> Documentgedeelte
Artikel 4:11d komt te luiden:

Artikel 4:11d Herplant-/instandhoudingsplicht/financiële compensatie

  • 1.

    Als een houtopstand om welke reden ook teniet dreigt te gaan kan het bevoegd gezag een verplichting opleggen tot het uitvoeren van maatregelen tot instandhouding van de bedreigde houtopstand aan degene die tot het uitvoeren van deze verplichting bevoegd is.

  • 2.

    Als een houtopstand om welke reden dan ook teniet is gegaan, waaronder in ieder geval wordt begrepen het vellen van een houtopstand zonder vergunning, kan het bevoegd gezag een verplichting opleggen tot financiële compensatie op basis van de boomwaarde, dan wel een verplichting tot herbeplanten al dan niet aangevuld met een financiële compensatie op basis van de boomwaarde. Deze verplichting wordt opgelegd aan de zakelijk gerechtigde tot de grond waarop zich de houtopstand bevond, dan wel aan degene die de houtopstand heeft geveld dan wel heeft laten vellen.

  • 3.

    Bij de in het tweede lid bedoelde verplichting kunnen tevens voorwaarden worden gesteld inzake het aantal, soort, kroonvolume, locatie, de termijn en wijze van herbeplanten als ook de termijn en wijze waarop niet aangeslagen herbeplanting moet worden vervangen.

  • 4.

    Indien sprake is van vellen zonder vergunning of in strijd met vergunningvoorschriften kan, eventueel naast een plicht tot herbeplanten of het in rekening brengen van de boomwaarde een bestuurlijke boete opgelegd worden.

  • 5.

    De boomwaarde van een houtopstand die teniet is gegaan of schade aan een dergelijke houtopstand, wordt in opdracht van het college van burgemeester en wethouders getaxeerd door een geregistreerd taxateur van bomen ten behoeve van herbeplanting en/of financiële compensatie. De kosten van de taxatie worden verhaald op de degene die de schade heeft veroorzaakt, dan wel de houtopstand teniet heeft laten gaan.

AC

Artikel 4:13 wordt als volgt gewijzigd:

  • 1.

    Het eerste lid, aanhef, komt te luiden:

    • 1.

      Het is verboden op door het college in het belang van het uiterlijk aanzien van de gemeente, ter voorkoming of opheffing van overlast dan wel voorkoming van schade aan de openbare gezondheid aangewezen plaatsen, buiten een inrichting in de zin van de Wet milieubeheer, zoals die wet luidde direct voorafgaand aan de inwerkingtreding van de Omgevingswet, in de openlucht of buiten de weg de volgende voorwerpen of stoffen op te slaan, te plaatsen of aanwezig te hebben:

  • 2.

    Het derde lid komt te luiden:

    • 3.

> Opdracht
Zet de tekst met wijzigingsbepalingen over houtopstanden en opslag voort na de laatste getoonde regel.

> Gegeven materiaal
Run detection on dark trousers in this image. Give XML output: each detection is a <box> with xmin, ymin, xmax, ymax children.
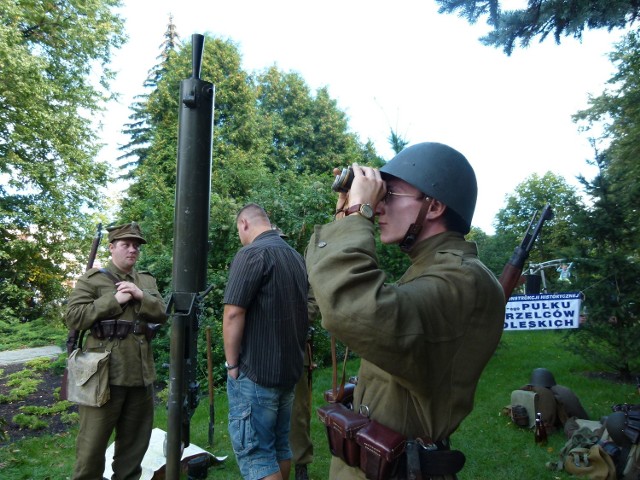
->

> Verwachte uitvoer
      Dit artikel is niet van toepassing op situaties waarin wordt voorzien bij of krachtens de Omgevingswet of de provinciale omgevingsverordening.

AD

  • 1.

    Artikel 4:15, zesde lid, onder a, komt te luiden:

    • a.

      Het verbod in het eerste lid geldt niet in gevallen waarin een omgevingsvergunning is verleend en het gevaar en de hinder zijn betrokken bij de afweging.

  • 2.

    Artikel 4:15, zesde lid, onder c, komt te luiden:

    • c.

      de weigeringsgrond van het vijfde lid onder c geldt niet voor zover in het daarin geregelde onderwerp wordt voorzien door de Wet milieubeheer zoals die wet luidde direct voorafgaand aan de inwerkingtreding van de Omgevingswet.

AE

Artikel 4:17 komt te luiden:

Artikel 4:17 Definitie

In deze afdeling wordt onder kampeermiddel verstaan een niet-grondgebonden onderkomen of voertuig, dat bestemd of opgericht is dan wel gebruikt wordt of kan worden gebruikt voor recreatief nachtverblijf.

 

AF

Artikel 4:18, eerste lid, komt te luiden:

  • 1.

    Het is verboden ten behoeve van recreatief nachtverblijf kampeermiddelen te plaatsen of geplaatst te houden buiten een kampeerterrein dat als zodanig in het omgevingsplan is bestemd of mede bestemd.

AG

Artikel 5:5, derde lid, komt te luiden:

  • 3.

    Het verbod is niet van toepassing op situaties waarin wordt voorzien bij of krachtens de Wet milieubeheer of het Besluit activiteiten leefomgeving.

AH

Artikel 5:6, derde lid, komt te luiden:

  • 3.

    Het eerste lid is niet van toepassing op beperkingengebiedactiviteiten met betrekking tot een weg waarvoor regels zijn gesteld bij of krachtens de provinciale omgevingsverordening.

AI

Artikel 5:10, tweede lid, komt te luiden:

  • 2.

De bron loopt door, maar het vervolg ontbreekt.